- [What is asked]:
From the items below, extract every line that contains the word "short". Matches are case-sensitive.

── Extracted information

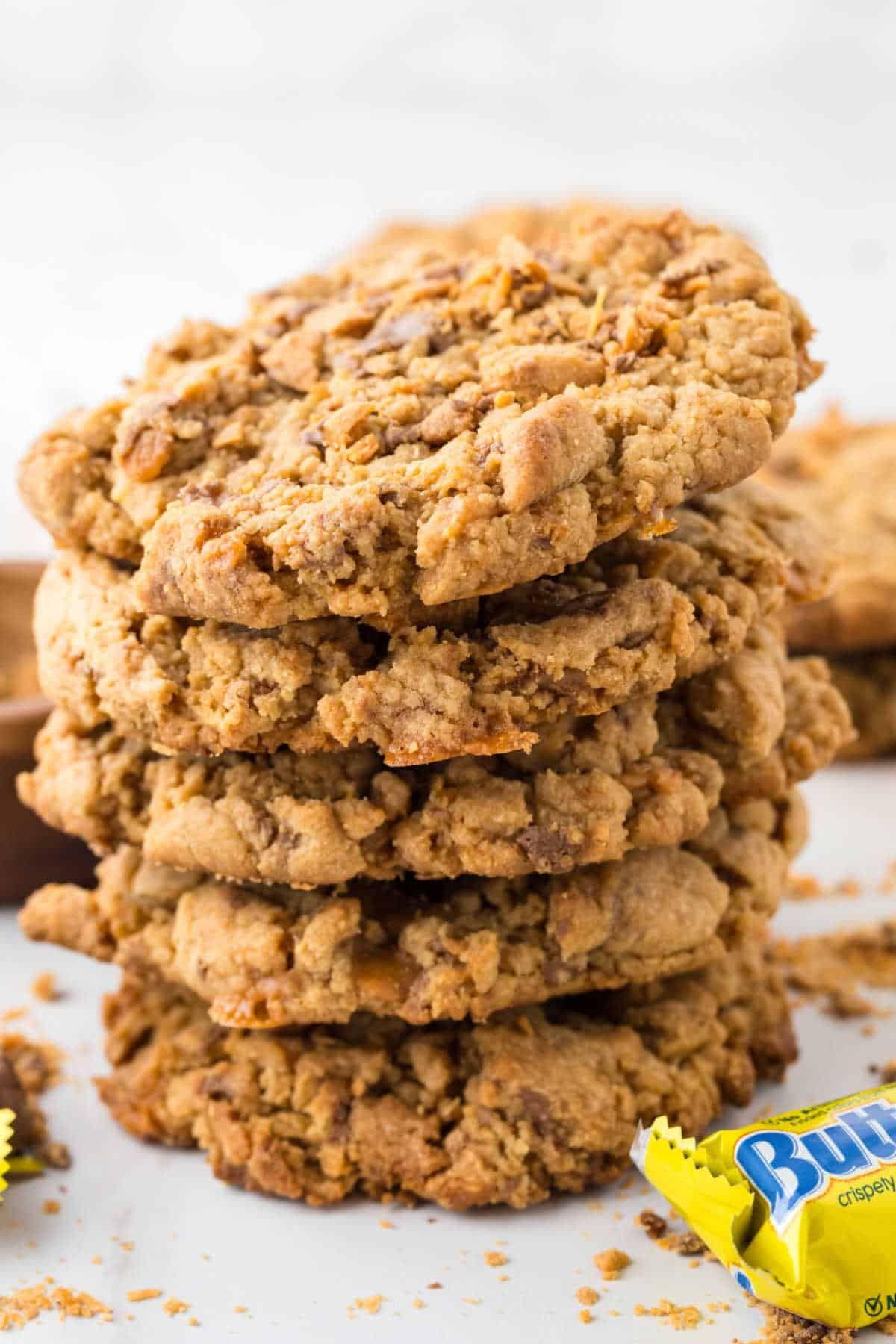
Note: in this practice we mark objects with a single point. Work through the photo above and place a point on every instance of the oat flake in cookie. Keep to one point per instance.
(396, 433)
(529, 1102)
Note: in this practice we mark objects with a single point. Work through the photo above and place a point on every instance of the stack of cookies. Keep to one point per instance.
(432, 712)
(845, 475)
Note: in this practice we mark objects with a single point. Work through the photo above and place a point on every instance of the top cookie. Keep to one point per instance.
(847, 473)
(418, 426)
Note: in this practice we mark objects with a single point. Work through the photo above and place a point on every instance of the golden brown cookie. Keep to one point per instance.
(396, 432)
(845, 475)
(269, 957)
(647, 773)
(534, 1101)
(629, 621)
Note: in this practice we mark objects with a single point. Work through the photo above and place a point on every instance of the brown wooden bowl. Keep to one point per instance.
(30, 853)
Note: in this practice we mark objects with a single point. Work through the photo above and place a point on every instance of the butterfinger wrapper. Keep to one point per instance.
(6, 1145)
(801, 1209)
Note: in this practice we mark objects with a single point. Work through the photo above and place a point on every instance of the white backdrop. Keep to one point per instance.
(160, 161)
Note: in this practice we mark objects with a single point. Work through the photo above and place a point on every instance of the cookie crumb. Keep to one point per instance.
(612, 1263)
(680, 1317)
(652, 1223)
(785, 1328)
(26, 1304)
(833, 965)
(45, 987)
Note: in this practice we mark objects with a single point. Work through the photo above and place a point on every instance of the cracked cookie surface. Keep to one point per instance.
(391, 433)
(845, 475)
(644, 774)
(267, 957)
(629, 621)
(534, 1101)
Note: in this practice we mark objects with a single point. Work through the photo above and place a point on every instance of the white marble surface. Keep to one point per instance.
(160, 161)
(299, 1270)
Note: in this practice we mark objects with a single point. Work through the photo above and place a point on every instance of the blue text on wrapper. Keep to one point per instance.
(788, 1169)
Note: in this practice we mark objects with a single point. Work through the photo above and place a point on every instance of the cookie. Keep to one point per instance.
(269, 957)
(868, 685)
(385, 436)
(847, 475)
(534, 1101)
(647, 773)
(629, 621)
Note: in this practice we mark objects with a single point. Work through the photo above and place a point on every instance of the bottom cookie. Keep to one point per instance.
(868, 685)
(534, 1101)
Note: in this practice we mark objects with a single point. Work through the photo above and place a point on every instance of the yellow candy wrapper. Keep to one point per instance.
(800, 1209)
(6, 1145)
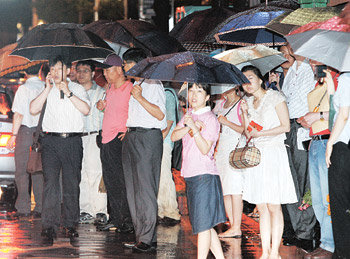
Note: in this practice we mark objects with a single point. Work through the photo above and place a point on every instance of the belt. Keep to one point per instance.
(89, 133)
(320, 137)
(63, 135)
(139, 129)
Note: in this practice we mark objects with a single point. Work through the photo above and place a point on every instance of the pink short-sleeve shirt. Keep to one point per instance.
(193, 161)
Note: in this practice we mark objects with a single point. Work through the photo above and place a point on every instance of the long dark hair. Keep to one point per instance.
(206, 88)
(256, 71)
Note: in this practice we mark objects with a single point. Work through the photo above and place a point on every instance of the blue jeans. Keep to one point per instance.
(319, 191)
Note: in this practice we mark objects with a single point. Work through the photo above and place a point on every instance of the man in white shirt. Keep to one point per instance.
(62, 148)
(93, 204)
(24, 126)
(299, 81)
(142, 154)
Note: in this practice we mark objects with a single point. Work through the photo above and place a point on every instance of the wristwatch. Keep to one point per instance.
(321, 116)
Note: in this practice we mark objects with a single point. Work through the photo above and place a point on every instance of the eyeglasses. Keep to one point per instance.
(83, 71)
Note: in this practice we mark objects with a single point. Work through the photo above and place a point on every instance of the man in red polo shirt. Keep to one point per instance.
(115, 106)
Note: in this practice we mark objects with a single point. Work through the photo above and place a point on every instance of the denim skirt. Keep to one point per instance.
(205, 202)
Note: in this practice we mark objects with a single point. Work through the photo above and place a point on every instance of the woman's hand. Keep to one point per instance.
(329, 150)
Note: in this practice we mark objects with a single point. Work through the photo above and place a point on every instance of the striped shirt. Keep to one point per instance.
(296, 86)
(93, 121)
(60, 114)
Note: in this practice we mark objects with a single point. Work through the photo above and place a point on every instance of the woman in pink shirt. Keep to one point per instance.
(199, 130)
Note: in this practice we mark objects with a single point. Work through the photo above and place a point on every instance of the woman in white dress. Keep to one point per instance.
(269, 184)
(228, 110)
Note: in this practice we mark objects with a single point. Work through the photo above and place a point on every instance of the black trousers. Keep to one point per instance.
(61, 154)
(303, 221)
(339, 194)
(113, 177)
(142, 157)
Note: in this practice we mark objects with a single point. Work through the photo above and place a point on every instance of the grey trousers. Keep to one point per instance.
(142, 156)
(23, 203)
(303, 221)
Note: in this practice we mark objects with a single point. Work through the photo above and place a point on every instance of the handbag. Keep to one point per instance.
(244, 157)
(34, 165)
(176, 155)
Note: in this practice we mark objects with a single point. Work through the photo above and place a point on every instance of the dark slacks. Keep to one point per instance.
(142, 157)
(113, 177)
(339, 194)
(61, 154)
(303, 221)
(23, 202)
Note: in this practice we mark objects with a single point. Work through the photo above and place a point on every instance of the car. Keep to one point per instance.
(7, 157)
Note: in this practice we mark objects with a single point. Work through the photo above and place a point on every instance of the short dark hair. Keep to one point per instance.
(134, 54)
(89, 63)
(256, 71)
(205, 87)
(54, 60)
(33, 70)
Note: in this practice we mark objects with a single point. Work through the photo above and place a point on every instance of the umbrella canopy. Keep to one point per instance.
(68, 40)
(303, 16)
(135, 33)
(260, 56)
(11, 64)
(326, 42)
(198, 25)
(248, 28)
(188, 67)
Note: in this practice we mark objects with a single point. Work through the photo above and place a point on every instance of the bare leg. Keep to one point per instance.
(265, 229)
(203, 244)
(234, 209)
(276, 228)
(215, 245)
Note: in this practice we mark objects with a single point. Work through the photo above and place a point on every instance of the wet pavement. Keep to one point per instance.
(20, 238)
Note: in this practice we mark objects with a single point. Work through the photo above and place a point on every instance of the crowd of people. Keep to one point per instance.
(120, 137)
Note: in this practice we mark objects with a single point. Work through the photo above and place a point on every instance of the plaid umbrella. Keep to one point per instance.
(326, 42)
(248, 28)
(136, 33)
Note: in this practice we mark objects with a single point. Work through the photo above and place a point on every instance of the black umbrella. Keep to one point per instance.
(68, 40)
(136, 33)
(188, 67)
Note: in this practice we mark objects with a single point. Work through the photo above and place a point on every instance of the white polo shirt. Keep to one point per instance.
(60, 114)
(24, 95)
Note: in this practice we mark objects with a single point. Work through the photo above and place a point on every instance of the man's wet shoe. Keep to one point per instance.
(125, 229)
(106, 227)
(142, 247)
(48, 235)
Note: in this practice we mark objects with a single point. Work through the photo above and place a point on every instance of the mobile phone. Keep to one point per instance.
(320, 71)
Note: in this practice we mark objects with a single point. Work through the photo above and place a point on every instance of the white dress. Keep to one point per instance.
(231, 178)
(271, 181)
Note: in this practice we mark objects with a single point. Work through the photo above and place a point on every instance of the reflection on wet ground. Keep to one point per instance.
(20, 238)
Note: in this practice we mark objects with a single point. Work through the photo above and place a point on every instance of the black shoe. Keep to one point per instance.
(169, 222)
(71, 232)
(106, 227)
(20, 215)
(305, 244)
(36, 215)
(141, 247)
(48, 236)
(125, 229)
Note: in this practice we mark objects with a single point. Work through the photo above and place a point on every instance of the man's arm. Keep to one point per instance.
(16, 124)
(151, 108)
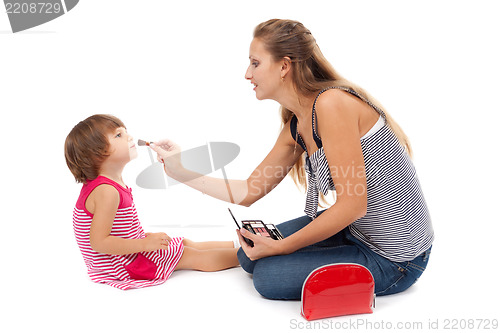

────

- [Answer to the exercise]:
Note: in this practice we mark objects with a single point. Work through the photo above and place a point on every instance of the pink short-sleeve shirt. Keep to one point per instance.
Note: in this practice we mark objects with a single point. Work through the photo above and place a point on every instance of the short dark hair. Keep to one point per instance.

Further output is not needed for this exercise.